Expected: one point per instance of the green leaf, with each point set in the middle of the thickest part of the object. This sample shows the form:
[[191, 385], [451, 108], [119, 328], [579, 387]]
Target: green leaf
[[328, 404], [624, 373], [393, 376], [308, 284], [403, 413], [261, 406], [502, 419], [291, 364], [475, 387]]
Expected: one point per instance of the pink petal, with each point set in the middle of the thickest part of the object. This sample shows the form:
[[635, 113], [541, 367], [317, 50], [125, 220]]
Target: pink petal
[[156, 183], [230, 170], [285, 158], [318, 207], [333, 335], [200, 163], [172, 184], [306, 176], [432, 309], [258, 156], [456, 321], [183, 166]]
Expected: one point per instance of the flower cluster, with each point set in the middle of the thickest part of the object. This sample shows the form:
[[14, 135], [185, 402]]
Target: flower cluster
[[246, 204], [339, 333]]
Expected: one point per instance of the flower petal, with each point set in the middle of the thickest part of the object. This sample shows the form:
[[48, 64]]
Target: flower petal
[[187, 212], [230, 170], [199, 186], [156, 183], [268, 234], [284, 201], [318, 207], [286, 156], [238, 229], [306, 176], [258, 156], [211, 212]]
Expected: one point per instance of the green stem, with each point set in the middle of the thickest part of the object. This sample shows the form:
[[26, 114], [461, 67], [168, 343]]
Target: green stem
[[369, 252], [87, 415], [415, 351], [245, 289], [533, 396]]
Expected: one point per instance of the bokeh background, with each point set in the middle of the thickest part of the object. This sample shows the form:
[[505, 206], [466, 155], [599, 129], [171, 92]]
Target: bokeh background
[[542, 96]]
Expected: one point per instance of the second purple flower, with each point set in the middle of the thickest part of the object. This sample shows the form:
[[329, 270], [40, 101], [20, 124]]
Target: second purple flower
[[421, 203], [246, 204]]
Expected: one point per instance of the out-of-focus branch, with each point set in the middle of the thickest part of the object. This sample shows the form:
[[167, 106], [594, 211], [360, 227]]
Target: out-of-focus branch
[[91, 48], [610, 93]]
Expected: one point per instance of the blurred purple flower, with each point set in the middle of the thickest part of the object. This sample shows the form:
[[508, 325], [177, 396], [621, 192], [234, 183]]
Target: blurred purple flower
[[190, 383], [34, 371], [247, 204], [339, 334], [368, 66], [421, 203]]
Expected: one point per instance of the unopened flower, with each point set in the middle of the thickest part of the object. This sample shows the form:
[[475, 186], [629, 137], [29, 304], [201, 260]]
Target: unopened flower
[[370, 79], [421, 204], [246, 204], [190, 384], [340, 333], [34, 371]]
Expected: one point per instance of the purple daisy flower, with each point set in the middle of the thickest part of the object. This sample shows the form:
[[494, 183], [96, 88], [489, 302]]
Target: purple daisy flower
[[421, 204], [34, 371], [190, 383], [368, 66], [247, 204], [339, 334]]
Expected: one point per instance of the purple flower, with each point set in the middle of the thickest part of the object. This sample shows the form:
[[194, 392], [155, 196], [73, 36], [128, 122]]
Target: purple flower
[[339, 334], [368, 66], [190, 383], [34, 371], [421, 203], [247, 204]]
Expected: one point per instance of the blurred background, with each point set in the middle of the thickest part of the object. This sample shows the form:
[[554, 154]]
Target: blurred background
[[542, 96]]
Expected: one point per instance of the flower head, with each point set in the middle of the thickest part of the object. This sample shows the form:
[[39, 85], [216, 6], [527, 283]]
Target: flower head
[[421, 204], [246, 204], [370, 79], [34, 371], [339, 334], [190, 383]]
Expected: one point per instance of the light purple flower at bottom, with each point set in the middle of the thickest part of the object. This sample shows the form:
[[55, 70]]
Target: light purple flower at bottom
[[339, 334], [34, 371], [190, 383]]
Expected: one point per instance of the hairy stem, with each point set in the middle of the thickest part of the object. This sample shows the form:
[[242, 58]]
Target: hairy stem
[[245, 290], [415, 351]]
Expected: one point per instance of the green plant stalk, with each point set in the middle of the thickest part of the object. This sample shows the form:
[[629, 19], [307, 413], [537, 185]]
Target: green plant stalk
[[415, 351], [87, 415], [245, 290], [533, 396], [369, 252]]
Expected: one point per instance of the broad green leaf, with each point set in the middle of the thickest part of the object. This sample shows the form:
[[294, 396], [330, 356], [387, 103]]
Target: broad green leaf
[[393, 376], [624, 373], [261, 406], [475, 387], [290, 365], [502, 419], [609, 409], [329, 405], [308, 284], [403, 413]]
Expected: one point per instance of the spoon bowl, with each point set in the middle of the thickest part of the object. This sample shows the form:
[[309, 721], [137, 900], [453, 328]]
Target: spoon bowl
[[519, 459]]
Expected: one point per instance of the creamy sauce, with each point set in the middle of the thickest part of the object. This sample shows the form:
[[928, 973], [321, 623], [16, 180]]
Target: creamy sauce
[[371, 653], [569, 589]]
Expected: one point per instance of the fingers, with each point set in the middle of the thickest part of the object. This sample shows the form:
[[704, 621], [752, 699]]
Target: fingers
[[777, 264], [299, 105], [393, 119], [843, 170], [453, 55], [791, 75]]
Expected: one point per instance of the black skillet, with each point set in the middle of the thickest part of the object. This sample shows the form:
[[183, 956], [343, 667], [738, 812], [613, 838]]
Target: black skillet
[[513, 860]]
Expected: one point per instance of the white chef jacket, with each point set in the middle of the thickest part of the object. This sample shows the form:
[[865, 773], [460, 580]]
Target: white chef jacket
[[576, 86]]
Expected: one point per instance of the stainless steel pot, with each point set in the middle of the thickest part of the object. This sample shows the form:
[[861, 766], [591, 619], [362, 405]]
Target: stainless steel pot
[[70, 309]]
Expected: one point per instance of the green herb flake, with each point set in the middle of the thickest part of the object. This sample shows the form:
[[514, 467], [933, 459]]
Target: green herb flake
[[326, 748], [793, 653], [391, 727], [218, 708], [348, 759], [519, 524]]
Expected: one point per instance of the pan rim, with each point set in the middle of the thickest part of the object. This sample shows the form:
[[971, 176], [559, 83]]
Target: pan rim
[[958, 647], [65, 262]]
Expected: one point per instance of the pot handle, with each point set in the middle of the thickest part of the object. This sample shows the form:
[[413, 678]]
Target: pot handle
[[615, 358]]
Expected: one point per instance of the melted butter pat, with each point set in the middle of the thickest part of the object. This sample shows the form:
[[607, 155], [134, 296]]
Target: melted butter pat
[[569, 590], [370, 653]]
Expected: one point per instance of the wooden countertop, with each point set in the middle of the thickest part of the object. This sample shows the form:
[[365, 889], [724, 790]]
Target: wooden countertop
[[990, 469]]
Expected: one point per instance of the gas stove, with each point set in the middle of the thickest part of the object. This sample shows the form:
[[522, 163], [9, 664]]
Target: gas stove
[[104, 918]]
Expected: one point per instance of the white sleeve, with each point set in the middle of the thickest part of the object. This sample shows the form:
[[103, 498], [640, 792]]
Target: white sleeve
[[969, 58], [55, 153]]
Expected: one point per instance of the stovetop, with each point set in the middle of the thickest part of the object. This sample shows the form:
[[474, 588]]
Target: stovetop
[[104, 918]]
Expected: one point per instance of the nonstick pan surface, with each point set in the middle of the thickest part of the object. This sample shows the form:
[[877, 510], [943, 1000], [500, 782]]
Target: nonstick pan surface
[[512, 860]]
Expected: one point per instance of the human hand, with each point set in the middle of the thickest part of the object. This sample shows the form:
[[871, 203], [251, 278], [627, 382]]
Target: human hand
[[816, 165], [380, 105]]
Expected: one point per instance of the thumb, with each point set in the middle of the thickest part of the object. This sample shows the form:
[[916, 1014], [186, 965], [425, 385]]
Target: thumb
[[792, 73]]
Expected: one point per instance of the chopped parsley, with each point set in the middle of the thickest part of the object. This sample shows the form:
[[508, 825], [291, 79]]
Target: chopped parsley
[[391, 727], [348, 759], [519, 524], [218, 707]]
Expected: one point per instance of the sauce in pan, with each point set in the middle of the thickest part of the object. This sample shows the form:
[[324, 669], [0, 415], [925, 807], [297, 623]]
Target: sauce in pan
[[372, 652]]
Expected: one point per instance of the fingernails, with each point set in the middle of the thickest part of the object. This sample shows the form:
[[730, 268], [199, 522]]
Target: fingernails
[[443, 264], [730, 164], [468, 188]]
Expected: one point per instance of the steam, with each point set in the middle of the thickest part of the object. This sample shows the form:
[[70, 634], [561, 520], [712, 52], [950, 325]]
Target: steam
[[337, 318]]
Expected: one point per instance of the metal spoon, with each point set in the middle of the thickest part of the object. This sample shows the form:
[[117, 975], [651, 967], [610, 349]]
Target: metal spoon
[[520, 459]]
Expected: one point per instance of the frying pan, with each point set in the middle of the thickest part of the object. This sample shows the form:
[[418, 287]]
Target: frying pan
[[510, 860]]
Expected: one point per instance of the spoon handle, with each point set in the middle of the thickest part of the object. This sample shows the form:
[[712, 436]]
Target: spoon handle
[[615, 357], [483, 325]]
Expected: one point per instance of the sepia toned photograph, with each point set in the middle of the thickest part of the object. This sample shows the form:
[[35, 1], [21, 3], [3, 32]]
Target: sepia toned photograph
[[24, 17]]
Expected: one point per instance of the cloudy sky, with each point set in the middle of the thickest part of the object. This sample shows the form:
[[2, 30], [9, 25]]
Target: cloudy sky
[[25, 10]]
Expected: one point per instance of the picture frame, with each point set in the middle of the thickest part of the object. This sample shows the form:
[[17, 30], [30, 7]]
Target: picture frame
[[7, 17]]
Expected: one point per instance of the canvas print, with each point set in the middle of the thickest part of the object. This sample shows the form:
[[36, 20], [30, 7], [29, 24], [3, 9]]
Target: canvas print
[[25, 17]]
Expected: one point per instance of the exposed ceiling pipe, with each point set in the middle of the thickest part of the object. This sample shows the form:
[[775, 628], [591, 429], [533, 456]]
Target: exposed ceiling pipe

────

Quote everything in the records from the line containing "Expected: one point per instance of the green herb" down to the line containing "[[958, 647], [65, 262]]", with both of those lines included.

COMPLETED TASK:
Expected: one point per instance of the green herb flake, with each point set in the middle of the thickest part of the object. This sample shows the form:
[[514, 467], [933, 459]]
Target: green herb flake
[[326, 748], [793, 653], [391, 727], [218, 708], [348, 759], [519, 524]]
Expected: one point per instance of the pan rim, with each point set in the middle of the thickest part of the object. This sample shows the form:
[[971, 176], [559, 83]]
Target: pan rim
[[958, 647], [65, 262]]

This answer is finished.